Wie kommt es, dass die scheinbar rachsüchtige Hera so oft missverstanden wird? Warum wären Furien für die heutige Politiklandschaft wichtig? Was zeigt uns Athene über moderne Kriegstraumata? Warum galt ausgerechnet die jungfräuliche Artemis als eine Schutzgöttin der Geburt? Keine erzählt die jahrtausendealten Sagen der antiken Mythologie so neu, klug, gewitzt wie Natalie Haynes. Die englische Autorin, die in Cambridge Altphilologie studiert hat, lenkt den Blick auf die weibliche Perspektive. Auf Details, die Ihnen bislang entgangen sind. Sie legt uns eine andere Lesart des Geschriebenen aus der Feder von Homer, Ovid & Co nahe.

* [DIE AUFGABE]
Stimmen die Aussagen (a) bis (c) mit dem Textauszug überein? Antworte jeweils mit Ja oder Nein und zitiere die entscheidenden Worte des Textauszugs wörtlich.
(a) Natalie Haynes hat in Cambridge Altphilologie studiert.
(b) Haynes richtet den Blick auf die männliche Perspektive.
(c) Haynes ist eine amerikanische Autorin.

* [GESPEICHERTE EINTRÄGE]
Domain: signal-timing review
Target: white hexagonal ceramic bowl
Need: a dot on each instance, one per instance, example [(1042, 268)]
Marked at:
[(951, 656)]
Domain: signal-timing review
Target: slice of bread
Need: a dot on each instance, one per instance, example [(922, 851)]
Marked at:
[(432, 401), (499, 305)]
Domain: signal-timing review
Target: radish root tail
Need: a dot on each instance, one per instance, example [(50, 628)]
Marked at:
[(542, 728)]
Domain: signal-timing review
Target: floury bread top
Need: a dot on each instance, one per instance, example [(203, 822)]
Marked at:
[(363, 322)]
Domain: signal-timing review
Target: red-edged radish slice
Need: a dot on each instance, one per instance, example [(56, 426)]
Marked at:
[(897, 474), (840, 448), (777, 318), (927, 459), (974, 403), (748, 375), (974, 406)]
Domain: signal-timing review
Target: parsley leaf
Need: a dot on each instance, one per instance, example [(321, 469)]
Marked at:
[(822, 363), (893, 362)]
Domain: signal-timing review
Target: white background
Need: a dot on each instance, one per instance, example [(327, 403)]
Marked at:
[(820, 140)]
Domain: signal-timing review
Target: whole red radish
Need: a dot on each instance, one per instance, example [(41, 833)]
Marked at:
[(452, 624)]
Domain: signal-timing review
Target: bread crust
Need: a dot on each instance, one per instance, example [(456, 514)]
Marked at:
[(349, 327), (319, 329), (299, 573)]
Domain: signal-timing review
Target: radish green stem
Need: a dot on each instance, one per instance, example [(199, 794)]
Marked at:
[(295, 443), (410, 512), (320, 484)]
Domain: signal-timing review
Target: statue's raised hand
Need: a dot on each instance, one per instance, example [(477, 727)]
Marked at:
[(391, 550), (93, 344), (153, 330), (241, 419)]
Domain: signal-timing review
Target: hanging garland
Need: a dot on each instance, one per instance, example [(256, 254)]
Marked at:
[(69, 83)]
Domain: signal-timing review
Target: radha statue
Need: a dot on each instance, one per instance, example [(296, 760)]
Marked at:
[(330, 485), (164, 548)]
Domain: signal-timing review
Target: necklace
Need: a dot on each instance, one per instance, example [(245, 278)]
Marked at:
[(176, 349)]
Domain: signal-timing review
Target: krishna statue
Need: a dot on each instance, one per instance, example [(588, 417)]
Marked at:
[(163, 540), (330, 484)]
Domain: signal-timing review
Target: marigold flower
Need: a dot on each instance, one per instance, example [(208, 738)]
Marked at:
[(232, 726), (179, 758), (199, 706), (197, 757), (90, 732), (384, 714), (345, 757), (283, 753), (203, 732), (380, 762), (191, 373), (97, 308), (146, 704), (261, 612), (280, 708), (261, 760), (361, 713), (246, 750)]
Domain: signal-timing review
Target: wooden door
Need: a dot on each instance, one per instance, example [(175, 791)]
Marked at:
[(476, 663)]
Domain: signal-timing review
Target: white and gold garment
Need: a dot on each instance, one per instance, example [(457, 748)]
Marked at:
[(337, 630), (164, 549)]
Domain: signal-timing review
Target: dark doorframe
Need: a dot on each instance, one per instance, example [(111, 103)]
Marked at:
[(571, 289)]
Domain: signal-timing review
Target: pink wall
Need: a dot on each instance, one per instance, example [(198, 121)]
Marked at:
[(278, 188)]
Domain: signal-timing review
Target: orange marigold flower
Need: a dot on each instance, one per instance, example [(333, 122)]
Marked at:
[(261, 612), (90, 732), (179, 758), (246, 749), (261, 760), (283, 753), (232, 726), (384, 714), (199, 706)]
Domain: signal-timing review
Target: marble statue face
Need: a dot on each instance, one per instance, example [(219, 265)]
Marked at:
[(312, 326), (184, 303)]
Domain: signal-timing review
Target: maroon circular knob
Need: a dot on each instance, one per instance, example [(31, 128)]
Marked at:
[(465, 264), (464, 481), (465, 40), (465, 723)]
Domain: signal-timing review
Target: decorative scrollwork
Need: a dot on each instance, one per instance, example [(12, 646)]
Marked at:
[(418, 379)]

...

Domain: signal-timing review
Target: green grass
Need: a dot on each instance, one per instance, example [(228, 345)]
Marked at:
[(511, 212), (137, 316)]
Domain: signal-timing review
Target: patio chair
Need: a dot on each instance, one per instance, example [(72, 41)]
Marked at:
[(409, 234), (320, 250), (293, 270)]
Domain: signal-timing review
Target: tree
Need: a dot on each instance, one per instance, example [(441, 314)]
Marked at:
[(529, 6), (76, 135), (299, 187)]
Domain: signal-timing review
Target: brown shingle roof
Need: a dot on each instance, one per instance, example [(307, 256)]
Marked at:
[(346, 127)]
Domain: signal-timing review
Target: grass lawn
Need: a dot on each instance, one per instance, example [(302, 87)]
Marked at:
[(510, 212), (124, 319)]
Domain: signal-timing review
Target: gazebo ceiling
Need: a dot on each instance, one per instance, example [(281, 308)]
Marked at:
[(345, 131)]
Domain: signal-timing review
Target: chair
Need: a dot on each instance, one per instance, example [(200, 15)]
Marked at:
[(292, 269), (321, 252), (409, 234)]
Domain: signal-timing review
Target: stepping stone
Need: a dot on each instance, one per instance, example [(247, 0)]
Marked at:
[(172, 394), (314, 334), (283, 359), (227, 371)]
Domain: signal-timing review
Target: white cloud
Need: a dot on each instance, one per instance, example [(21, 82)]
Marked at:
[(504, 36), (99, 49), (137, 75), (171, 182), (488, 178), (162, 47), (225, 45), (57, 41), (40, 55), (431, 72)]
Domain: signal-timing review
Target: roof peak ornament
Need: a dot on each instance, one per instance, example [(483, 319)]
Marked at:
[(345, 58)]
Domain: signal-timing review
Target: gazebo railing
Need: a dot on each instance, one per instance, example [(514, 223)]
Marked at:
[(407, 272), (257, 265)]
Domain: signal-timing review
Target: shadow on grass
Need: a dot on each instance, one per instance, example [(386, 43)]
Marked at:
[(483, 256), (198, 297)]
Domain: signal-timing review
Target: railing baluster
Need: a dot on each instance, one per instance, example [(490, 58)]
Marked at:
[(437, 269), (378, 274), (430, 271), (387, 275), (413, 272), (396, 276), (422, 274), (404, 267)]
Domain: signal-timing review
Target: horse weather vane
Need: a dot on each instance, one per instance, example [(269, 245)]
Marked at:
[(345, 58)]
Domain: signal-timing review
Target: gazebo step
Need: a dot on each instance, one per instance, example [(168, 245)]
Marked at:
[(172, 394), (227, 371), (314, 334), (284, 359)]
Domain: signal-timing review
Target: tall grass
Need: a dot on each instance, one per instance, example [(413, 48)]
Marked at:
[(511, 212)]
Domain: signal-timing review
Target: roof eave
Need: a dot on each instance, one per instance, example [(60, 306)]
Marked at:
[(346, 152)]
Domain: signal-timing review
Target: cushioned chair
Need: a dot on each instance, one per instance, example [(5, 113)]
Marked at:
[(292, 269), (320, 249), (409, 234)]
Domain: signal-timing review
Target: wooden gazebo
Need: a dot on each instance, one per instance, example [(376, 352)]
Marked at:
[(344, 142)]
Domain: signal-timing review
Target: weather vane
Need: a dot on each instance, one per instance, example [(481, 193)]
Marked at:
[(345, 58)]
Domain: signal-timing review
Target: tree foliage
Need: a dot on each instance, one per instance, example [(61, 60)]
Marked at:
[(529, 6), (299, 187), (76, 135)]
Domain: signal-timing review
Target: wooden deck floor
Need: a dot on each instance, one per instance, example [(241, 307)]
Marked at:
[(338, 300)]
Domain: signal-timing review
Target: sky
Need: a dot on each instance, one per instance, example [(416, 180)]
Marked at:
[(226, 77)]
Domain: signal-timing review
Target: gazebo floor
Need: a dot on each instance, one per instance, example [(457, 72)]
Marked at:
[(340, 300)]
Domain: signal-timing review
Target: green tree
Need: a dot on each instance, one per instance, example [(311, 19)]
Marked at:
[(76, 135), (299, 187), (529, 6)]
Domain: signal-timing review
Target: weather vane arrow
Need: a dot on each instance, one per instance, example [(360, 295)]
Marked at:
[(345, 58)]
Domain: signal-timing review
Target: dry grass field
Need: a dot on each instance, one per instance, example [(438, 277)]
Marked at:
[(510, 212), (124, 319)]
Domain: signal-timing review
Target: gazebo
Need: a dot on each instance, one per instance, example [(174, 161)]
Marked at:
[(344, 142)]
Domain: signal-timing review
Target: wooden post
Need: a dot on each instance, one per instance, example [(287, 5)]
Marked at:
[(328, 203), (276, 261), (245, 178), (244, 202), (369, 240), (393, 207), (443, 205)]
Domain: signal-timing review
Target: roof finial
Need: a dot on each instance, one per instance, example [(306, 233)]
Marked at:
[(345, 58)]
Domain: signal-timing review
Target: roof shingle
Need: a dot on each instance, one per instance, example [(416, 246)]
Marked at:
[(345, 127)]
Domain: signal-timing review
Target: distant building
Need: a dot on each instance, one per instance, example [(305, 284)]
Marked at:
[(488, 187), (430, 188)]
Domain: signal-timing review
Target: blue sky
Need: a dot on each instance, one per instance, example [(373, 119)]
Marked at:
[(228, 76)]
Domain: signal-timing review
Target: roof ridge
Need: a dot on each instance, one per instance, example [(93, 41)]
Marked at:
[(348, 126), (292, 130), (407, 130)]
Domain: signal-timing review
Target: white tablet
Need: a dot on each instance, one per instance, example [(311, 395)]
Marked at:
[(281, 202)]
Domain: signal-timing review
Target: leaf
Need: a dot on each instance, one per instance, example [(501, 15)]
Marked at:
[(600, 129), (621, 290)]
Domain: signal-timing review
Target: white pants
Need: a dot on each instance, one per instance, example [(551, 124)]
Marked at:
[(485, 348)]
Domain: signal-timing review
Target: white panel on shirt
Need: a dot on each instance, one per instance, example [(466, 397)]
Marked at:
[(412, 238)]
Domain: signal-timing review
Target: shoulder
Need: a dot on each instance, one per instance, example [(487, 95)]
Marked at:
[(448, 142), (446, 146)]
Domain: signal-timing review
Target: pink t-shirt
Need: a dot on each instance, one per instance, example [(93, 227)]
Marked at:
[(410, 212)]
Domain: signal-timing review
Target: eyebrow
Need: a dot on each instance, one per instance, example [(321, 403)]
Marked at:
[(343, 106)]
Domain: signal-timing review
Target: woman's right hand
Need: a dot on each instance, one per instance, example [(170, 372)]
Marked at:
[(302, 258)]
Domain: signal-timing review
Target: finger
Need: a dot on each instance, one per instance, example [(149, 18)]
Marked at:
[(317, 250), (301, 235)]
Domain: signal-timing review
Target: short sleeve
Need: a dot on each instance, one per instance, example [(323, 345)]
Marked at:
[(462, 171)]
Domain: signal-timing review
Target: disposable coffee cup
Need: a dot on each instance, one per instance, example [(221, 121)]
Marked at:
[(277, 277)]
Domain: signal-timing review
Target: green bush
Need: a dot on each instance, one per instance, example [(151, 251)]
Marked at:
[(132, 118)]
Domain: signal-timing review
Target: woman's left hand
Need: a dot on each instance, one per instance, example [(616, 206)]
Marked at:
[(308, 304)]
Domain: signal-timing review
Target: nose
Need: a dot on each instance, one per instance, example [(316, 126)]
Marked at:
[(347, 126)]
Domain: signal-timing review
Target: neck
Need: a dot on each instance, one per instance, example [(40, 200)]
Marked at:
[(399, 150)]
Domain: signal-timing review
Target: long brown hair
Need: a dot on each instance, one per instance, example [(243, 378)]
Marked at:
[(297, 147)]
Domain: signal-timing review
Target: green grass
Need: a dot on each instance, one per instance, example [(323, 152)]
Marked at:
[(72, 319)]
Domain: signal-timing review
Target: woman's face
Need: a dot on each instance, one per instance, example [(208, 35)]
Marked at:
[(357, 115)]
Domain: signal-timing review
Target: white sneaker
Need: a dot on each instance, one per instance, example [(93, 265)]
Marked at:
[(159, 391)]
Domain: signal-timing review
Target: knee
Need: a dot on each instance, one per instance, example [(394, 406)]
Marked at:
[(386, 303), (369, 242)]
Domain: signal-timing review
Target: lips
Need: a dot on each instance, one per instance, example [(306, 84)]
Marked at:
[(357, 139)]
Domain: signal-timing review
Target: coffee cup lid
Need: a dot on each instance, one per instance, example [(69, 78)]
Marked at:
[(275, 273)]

* [ERGEBNIS]
(a) Ja: „die in Cambridge Altphilologie studiert hat“
(b) Nein: „lenkt den Blick auf die weibliche Perspektive“
(c) Nein: „Die englische Autorin“